● **TO DO**: Extract every row below that contains the word "request". The match is case-sensitive.

── EXTRACTED INFORMATION

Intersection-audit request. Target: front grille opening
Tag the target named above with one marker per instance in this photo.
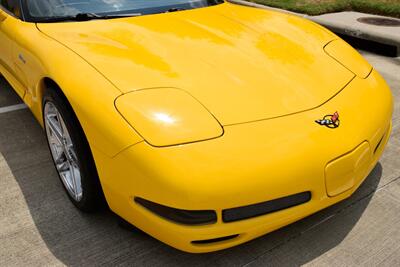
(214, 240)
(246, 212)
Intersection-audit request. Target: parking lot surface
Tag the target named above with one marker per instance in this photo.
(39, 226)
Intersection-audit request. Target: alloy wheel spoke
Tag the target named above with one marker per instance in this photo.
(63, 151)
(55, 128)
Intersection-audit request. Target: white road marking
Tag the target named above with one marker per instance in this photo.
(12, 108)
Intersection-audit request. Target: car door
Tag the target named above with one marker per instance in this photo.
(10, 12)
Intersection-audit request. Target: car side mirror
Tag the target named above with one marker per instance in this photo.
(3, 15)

────
── EXTRACTED INFORMATION

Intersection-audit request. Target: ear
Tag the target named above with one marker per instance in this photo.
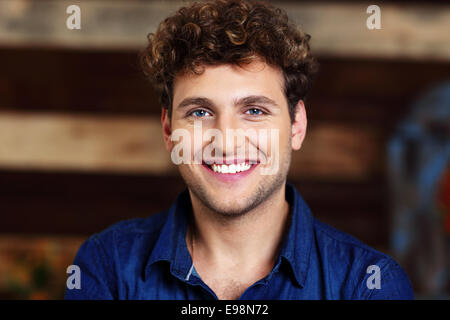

────
── EXTRACTED INFORMATION

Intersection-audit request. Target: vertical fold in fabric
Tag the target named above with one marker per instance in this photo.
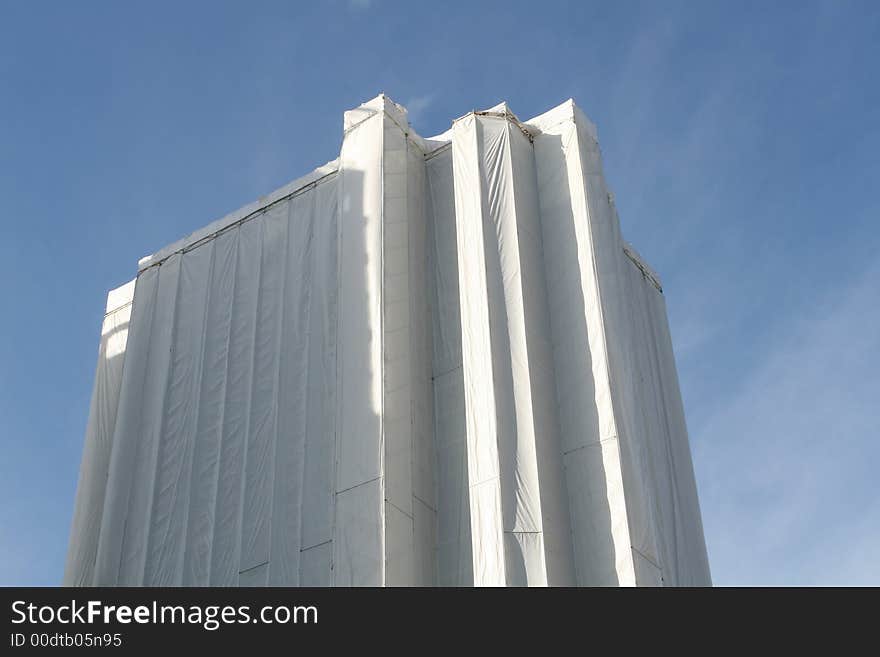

────

● **FINAL ANSWER**:
Intersection-audit request. Target: front grille opening
Intersection-audit request. Target: parking lot surface
Intersection-audit request. Target: alloy wheel spoke
Intersection-audit request. Target: white road marking
Intersection-audit request. Target: car door
Intersection-audit request. Target: car side mirror
Intersection-audit request. Target: ear
Intersection-audit request. Target: vertical fold in fabric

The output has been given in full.